(DO THIS) Identify the line in which "Please point out the seated man" appears, then reproduce that line and all remaining lines of the records word for word.

Point labeling dataset excerpts
=-=-=-=-=

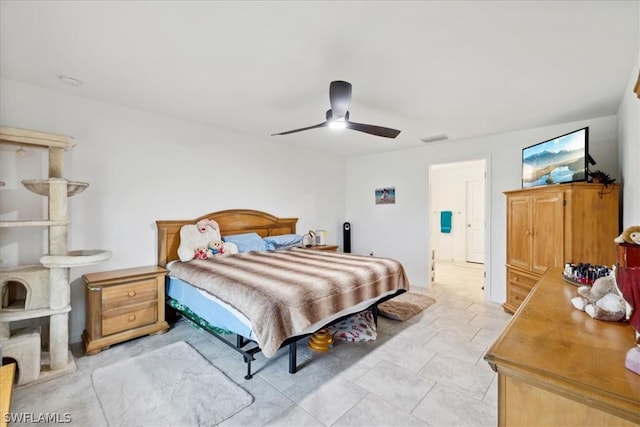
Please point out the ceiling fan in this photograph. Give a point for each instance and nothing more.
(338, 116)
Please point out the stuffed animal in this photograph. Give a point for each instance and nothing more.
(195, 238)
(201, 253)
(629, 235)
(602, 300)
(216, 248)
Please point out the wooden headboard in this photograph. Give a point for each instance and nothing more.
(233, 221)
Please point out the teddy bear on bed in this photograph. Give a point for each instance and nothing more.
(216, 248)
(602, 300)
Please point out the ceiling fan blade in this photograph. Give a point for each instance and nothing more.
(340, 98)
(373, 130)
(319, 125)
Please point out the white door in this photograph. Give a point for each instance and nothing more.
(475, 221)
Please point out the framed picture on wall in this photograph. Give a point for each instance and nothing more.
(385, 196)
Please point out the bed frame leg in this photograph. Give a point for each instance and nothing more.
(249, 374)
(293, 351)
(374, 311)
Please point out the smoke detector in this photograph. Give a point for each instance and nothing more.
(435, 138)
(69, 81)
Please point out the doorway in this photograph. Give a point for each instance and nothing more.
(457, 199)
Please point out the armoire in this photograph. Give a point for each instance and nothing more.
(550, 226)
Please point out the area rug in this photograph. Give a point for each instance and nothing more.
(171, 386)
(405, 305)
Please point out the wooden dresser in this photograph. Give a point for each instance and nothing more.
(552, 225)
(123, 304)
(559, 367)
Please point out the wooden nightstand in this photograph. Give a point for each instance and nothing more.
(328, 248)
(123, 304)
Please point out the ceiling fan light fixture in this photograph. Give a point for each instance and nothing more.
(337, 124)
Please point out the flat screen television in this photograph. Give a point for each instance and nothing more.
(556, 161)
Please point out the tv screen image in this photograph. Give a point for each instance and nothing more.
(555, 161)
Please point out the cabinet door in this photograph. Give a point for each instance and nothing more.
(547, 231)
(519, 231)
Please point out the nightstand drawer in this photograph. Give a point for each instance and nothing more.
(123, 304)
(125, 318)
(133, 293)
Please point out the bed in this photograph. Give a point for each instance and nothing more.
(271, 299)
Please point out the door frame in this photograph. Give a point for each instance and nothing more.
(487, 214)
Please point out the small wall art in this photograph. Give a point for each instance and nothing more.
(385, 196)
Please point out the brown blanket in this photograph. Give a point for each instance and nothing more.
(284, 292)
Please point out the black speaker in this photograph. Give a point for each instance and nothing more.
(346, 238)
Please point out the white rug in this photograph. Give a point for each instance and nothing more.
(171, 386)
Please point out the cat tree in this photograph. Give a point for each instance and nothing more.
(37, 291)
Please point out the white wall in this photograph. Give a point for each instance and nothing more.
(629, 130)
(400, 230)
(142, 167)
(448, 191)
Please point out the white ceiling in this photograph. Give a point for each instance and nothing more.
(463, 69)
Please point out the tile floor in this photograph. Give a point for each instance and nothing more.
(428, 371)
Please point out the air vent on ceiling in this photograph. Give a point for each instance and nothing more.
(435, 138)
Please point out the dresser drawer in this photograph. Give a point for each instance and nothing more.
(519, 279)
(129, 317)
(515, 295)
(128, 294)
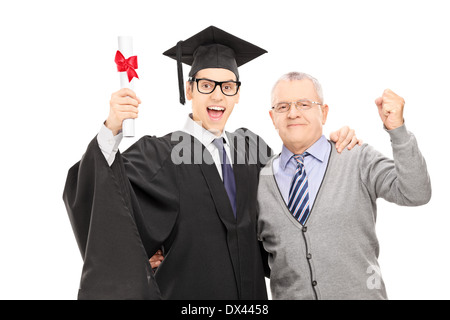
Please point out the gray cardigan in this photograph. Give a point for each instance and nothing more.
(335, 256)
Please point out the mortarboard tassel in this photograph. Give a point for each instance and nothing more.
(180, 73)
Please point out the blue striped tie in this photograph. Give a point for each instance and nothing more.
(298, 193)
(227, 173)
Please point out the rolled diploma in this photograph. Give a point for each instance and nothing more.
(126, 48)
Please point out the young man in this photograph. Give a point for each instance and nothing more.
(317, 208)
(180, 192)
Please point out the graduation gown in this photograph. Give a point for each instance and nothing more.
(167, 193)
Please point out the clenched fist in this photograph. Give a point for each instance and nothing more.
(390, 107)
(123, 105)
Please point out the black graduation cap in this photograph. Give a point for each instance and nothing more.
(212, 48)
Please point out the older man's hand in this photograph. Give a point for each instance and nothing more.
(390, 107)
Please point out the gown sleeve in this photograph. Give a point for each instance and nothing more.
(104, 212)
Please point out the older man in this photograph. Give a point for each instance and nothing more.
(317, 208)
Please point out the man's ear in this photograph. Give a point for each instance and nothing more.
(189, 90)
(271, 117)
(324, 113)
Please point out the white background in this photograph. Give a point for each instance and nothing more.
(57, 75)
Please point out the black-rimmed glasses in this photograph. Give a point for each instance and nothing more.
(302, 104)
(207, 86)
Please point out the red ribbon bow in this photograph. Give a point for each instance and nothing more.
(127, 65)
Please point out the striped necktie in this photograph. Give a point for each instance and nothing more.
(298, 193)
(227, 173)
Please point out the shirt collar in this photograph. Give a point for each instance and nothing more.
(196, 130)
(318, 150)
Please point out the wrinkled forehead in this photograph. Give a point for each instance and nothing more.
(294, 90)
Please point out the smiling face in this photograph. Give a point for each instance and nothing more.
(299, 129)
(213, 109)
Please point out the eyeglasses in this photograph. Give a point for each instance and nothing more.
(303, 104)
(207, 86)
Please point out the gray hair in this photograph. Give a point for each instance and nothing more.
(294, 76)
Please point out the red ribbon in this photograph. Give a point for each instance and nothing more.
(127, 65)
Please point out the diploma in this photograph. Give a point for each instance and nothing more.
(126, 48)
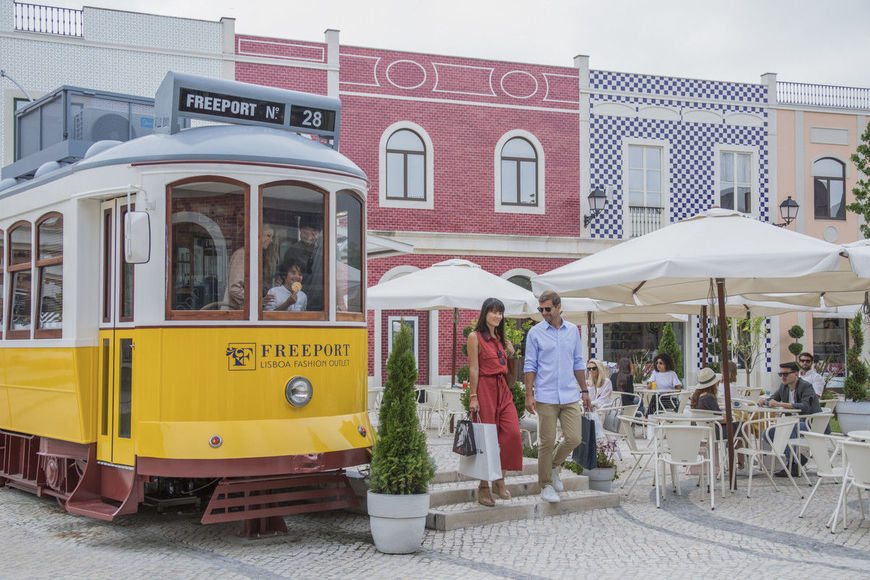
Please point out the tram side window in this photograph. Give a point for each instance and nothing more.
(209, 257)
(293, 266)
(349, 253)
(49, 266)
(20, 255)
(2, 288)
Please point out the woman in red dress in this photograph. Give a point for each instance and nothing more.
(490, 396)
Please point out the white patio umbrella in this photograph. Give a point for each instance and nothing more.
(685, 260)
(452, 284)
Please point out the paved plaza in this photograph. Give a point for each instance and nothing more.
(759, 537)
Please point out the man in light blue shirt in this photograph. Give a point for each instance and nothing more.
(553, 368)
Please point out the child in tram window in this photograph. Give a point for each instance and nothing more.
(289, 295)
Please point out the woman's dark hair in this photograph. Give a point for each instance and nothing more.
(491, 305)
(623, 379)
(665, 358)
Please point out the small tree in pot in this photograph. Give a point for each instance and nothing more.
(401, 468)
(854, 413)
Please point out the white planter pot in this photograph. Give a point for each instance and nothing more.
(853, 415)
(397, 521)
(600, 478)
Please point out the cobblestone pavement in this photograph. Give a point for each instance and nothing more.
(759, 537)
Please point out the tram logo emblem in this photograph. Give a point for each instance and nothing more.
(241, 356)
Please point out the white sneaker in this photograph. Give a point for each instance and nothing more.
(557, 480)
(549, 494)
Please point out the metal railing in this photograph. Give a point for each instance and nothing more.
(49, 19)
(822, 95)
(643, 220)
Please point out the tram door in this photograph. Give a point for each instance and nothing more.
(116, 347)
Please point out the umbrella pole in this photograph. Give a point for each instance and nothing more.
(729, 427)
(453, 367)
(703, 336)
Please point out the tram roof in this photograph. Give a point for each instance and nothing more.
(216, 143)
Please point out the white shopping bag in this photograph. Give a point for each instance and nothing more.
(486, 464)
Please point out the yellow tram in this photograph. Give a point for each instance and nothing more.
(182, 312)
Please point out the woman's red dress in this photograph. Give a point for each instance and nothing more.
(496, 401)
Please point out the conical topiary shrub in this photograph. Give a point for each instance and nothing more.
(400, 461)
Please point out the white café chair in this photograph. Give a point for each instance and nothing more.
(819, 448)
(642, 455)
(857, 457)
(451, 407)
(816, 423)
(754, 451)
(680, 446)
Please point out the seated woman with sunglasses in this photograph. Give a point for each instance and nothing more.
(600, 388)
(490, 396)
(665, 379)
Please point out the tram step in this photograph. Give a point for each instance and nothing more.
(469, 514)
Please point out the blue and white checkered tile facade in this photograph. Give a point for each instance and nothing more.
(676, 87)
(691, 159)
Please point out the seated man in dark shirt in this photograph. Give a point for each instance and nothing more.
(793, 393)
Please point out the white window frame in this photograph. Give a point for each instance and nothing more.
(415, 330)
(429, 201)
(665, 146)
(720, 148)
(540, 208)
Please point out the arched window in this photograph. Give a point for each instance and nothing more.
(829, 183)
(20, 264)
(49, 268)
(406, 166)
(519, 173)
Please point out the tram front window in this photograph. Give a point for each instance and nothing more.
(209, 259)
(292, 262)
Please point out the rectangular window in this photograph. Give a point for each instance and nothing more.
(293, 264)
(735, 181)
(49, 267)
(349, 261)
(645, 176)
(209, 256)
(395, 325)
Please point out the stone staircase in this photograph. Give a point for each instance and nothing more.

=-=-=-=-=

(OUTPUT OF THE TASK)
Please point out the seated man in dark shirt in this photograph. Give a point for each instance and nothing more.
(793, 393)
Please point out the white window frame in this photograph. Give a point for each instance and nothing more.
(415, 330)
(429, 201)
(665, 146)
(720, 148)
(540, 208)
Please point out the arched window in this photograph. Give a point for each instance and nothing more.
(829, 183)
(20, 264)
(49, 268)
(406, 166)
(519, 173)
Please point out the tram front window in this photograph. Give a point for each instance and nothing more.
(209, 259)
(292, 262)
Please point out the rectangular window in this photograph. Give a point for each instance and nothing more.
(293, 264)
(735, 181)
(49, 267)
(349, 261)
(645, 176)
(209, 256)
(395, 325)
Please point out the stone staircase in this photograph. Give a point for each instance and nothing more.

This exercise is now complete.